* The problem *
Starting at the line that has "Reviewer note: every instance of the black" and stopping after the line that has "Reviewer note: every instance of the white pitch", reproduce the listing below exactly; omit everything else.
□ □ □ □ □ □ □
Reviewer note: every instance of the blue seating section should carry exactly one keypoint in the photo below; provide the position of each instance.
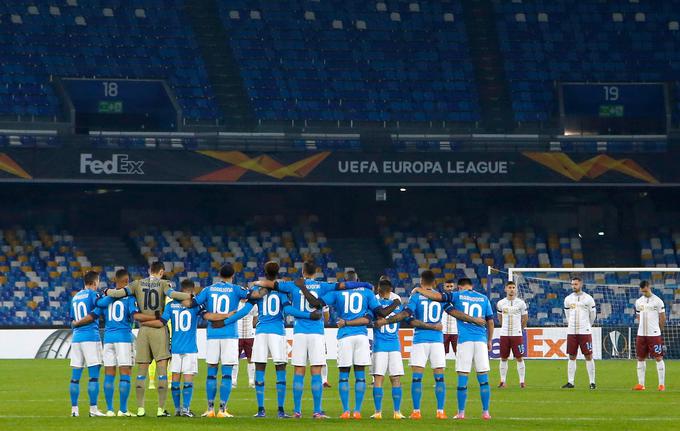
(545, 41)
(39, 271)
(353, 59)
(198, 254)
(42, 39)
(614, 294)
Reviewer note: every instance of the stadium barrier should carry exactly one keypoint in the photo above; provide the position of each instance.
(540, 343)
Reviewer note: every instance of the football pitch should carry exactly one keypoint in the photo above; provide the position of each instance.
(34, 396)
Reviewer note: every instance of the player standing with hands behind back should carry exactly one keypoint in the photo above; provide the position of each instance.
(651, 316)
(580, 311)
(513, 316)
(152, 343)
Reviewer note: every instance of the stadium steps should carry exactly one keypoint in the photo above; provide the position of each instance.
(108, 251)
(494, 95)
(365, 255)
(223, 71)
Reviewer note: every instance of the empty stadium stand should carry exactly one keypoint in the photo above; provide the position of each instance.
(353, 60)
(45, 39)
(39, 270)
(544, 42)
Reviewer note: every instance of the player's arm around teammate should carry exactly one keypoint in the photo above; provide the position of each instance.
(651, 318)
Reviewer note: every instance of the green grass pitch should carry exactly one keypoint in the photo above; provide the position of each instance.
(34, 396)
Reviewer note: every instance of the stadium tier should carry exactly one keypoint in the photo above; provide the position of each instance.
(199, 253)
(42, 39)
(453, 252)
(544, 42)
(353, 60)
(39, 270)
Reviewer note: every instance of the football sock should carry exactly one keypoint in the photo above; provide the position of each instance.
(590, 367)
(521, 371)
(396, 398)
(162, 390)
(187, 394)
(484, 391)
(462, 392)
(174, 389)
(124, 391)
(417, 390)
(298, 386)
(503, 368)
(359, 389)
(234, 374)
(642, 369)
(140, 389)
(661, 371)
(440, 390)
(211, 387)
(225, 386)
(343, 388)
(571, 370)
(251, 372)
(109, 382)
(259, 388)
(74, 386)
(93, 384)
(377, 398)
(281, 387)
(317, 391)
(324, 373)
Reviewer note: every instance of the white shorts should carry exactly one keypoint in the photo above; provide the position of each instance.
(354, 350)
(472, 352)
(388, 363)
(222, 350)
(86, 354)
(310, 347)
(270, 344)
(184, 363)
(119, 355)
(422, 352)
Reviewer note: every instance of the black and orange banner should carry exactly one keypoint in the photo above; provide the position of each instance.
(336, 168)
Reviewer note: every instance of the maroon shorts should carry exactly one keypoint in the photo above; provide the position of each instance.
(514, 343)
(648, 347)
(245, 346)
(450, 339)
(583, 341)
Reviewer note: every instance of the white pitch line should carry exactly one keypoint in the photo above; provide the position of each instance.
□ □ □ □ □ □ □
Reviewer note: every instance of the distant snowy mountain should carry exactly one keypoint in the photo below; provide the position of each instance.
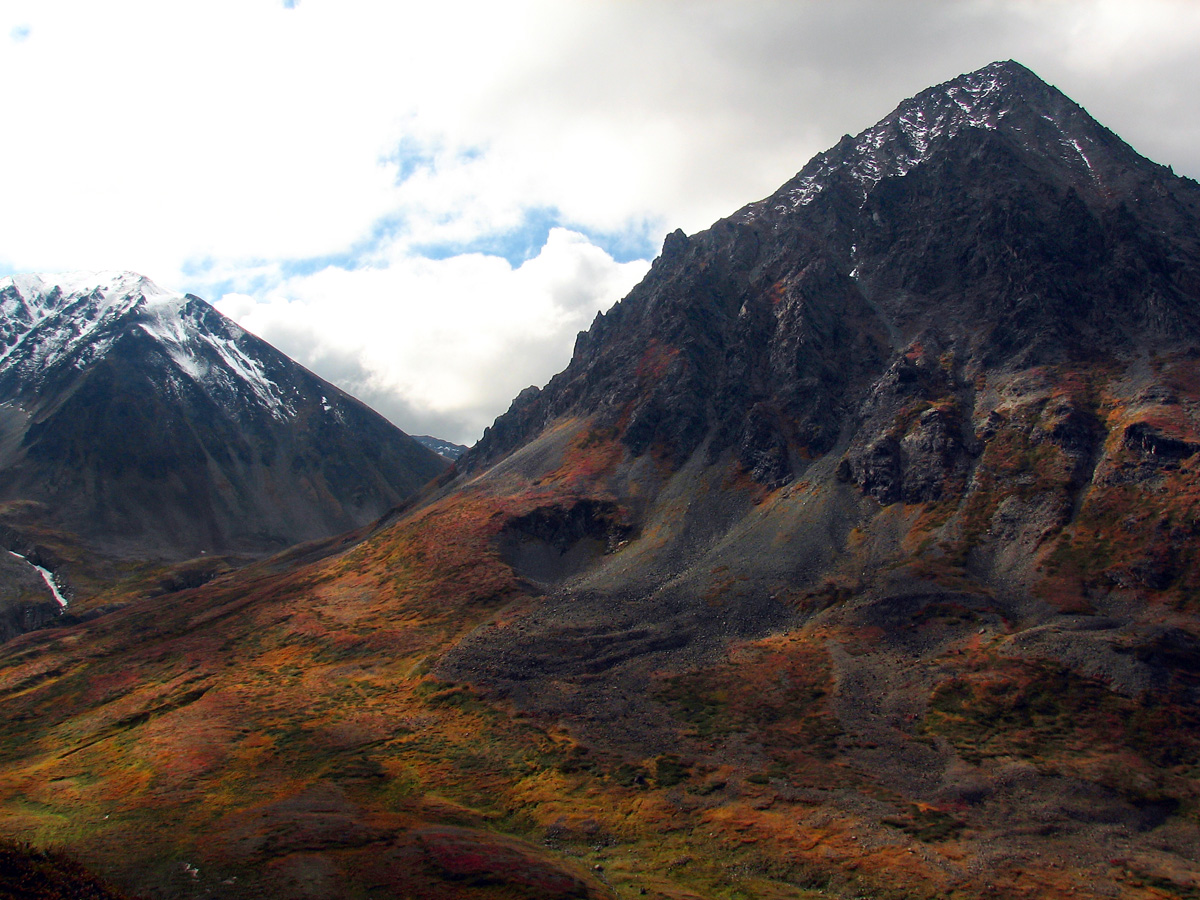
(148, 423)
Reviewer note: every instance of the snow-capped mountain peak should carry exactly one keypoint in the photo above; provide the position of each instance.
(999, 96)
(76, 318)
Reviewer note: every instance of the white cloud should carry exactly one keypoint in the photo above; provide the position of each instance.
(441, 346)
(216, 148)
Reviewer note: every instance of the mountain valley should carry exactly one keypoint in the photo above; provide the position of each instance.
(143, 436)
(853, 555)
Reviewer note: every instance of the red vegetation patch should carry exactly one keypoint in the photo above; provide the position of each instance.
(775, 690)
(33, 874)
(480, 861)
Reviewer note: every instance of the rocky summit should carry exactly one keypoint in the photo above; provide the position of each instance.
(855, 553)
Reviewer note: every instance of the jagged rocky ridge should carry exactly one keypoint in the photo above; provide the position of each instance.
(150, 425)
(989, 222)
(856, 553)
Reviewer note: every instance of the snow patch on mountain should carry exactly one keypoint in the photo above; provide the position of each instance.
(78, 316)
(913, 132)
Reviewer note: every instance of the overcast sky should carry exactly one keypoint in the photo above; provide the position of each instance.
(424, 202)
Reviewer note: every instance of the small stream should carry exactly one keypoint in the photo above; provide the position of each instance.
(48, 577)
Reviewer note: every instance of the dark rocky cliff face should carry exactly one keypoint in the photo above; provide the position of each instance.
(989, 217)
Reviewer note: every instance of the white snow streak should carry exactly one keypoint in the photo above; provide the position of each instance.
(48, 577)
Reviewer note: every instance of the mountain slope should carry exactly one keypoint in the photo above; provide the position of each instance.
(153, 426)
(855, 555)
□ □ □ □ □ □ □
* Exercise output *
Reviewer note: every instance of the black and orange banner should carry exactly one keypoint in the photo above; provide the position of each instance.
(336, 168)
Reviewer note: every instance of the maroon shorts should carry exactly one keypoint in the photo above; provide the position of each instance.
(514, 343)
(648, 347)
(245, 346)
(450, 339)
(583, 341)
Reviewer note: every instance of the white pitch line should carry exactly one keypoint in the photo above; provide the position of each instance.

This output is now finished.